──────── DATA SUPPLIED
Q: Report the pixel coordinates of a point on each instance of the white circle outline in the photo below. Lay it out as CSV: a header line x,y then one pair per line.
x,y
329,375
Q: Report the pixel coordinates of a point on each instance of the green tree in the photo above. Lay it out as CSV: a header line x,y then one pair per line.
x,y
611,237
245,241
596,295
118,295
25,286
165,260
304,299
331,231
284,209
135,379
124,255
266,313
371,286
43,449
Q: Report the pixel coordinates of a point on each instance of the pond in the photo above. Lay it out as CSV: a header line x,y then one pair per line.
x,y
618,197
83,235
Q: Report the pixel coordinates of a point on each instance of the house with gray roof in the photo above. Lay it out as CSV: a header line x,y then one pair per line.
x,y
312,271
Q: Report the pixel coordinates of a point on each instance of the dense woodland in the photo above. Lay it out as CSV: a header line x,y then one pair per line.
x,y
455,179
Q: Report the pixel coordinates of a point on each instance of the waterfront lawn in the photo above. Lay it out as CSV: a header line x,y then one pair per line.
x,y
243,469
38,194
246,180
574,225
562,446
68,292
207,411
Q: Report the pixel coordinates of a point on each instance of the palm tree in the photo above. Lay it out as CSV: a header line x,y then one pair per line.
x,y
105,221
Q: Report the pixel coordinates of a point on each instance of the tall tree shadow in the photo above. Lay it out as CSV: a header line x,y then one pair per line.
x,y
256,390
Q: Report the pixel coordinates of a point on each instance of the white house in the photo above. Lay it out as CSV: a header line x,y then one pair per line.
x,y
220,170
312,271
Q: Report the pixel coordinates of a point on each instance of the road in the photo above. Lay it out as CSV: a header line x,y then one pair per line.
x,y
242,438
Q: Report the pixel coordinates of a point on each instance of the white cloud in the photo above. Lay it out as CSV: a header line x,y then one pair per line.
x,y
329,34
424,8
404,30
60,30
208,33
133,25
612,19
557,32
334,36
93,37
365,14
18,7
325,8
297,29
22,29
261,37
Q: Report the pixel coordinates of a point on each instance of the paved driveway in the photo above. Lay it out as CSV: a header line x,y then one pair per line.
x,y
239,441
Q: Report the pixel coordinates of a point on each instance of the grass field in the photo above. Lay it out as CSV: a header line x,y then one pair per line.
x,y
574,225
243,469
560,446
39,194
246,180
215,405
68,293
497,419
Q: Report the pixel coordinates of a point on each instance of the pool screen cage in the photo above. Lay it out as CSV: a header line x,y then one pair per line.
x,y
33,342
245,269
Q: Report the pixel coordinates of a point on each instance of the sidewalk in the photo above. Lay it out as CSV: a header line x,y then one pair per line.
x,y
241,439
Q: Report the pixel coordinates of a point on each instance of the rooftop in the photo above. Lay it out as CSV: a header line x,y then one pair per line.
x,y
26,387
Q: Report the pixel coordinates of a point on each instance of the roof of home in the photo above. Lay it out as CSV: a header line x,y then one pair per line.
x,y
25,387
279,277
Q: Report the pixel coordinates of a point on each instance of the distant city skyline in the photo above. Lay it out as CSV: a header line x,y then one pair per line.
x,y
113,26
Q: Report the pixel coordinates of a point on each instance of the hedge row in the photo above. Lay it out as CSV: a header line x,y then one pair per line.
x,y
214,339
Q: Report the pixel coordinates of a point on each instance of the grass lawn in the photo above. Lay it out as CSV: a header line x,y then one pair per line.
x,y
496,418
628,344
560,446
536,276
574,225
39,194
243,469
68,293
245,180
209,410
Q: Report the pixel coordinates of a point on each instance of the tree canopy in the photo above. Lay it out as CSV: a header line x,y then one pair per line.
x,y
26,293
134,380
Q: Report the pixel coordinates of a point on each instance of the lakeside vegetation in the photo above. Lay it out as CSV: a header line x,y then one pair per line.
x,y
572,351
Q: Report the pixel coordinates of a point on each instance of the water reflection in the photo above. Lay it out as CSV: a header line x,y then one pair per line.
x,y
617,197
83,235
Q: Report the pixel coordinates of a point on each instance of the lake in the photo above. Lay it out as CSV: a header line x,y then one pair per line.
────────────────
TASK DESCRIPTION
From the first line to the last, retype the data exactly.

REPLY
Q: Report the pixel coordinates of a point on each instance of the white circle outline in the photo below. Lay it out as CSV: a header line x,y then one pair per line.
x,y
329,375
Q: Report the pixel coordinates of a point on each instance of the green tree in the photo above. Lay it out as CSV: a header line x,y then one pair per line.
x,y
611,237
245,241
596,295
118,295
25,286
165,260
304,299
331,231
284,209
135,379
124,255
266,313
371,286
43,449
Q: Report the pixel coordinates of a point on each instance of the pond in the photo above. Lay it out as CSV: a header line x,y then one pair per line.
x,y
618,197
83,235
Q: Report the pixel coordinates of a point on each instance of the house with gray roof in the photo above. Lay it out as CSV: a header line x,y then one pair per line.
x,y
312,271
Q: Report the pixel coordinates of a point on each instance of the dense woodland in the photo above. Lay it out as CSV: a header line x,y then one pair per line.
x,y
455,179
Q: Report the pixel coordinates of a point on each instance of the waterfront lawn in the photo above. Lay it out as CSV: a header line x,y then one pair per line.
x,y
243,469
38,194
246,180
574,225
562,446
68,292
207,411
Q: Report the pixel coordinates of a point on each instance of the palm tree in the photo above. Lay it out as CSV: a header line x,y then one pair per line.
x,y
105,221
Q: Report the pixel coordinates of a point on each instance of the tall tree shadow in the photo above. Lay it out as CSV: a header line x,y then one pair per line.
x,y
256,390
Q: Report the pixel coordinates of a point on each instance of the white house in the photo above. Lay it out as CSV: a header line x,y then one pair per line.
x,y
220,170
312,271
Q: Report the pixel coordinates of a point on each instance of the road in the photo above. Lay it out as CSV: a header line x,y then one pair per line.
x,y
242,438
Q: Report the pixel coordinates of a point on each instance of the white cloud in the photo above. Lay it out as CSV: a header line x,y then one pair per line.
x,y
329,34
424,8
404,30
60,30
208,33
133,25
612,19
557,32
334,36
93,37
365,14
18,7
325,8
297,29
22,29
261,37
Q: Report the pixel coordinates of a point on each instance of the paved driveway in the photo above. Lay it out as CSV: a header line x,y then one pair per line.
x,y
239,441
Q: Report the pixel coordinates of a point on each instance of the grass field in the photo above. Lay it out as CSV: a header line x,y then one pair per line.
x,y
574,225
243,469
560,446
39,194
246,180
215,405
68,293
497,419
Q: Report the pixel coordinates of a point on each instance of the pool screen cage in the photo above. Lay it out as CSV: a header line x,y then one pair per line.
x,y
33,342
245,269
Q: Report the pixel coordinates of a point on each instance of the sidewalk in the photo above. Lay it out as CSV: a header line x,y then one pair per line.
x,y
241,439
Q: Report the pixel coordinates of a point on each instance of the rooftop in the photo above. Lay it out as CSV: a header line x,y then one pair per line.
x,y
26,387
Q: Report the pixel coordinates of a point on each instance of the roof of home in the photo above. Lay it out as CSV: a header line x,y then one pair per line.
x,y
25,387
279,277
Q: Report the pixel coordinates of a point on each instance of the distant city skyline in the photo above. Lay it out as CSV: a header line x,y then one pair per line.
x,y
113,26
Q: Report the pixel coordinates of a point on each instance of the hedge row in the photo above. Lay it out as CSV: a header line x,y then one pair per line.
x,y
214,339
Q: Report the pixel coordinates of a point on each instance of the grass lawn in the photo above. Lay it out as CSV: a header line x,y then one pair per line.
x,y
496,418
628,344
560,446
536,276
574,225
39,194
243,469
68,293
245,180
209,410
Q: Report the pixel coordinates of a point on each instance of the tree canopy in the photo above. Lay it out as CSV: a header line x,y then one pair per line.
x,y
26,293
134,380
Q: Report the pixel coordinates of a point on each instance of the lakeside vegetation in the photo above. Lay it out as CSV: a header line x,y then one pair per line.
x,y
572,351
Q: Report the pixel coordinates of a point on each instance of the water reflection in the photo above. Lay it out as CSV: a header line x,y then one pair per line.
x,y
617,197
83,235
Q: Report the pixel coordinates of a point on each instance of the lake in the photo above. Lay it out as CSV: a header line x,y then one pair per line.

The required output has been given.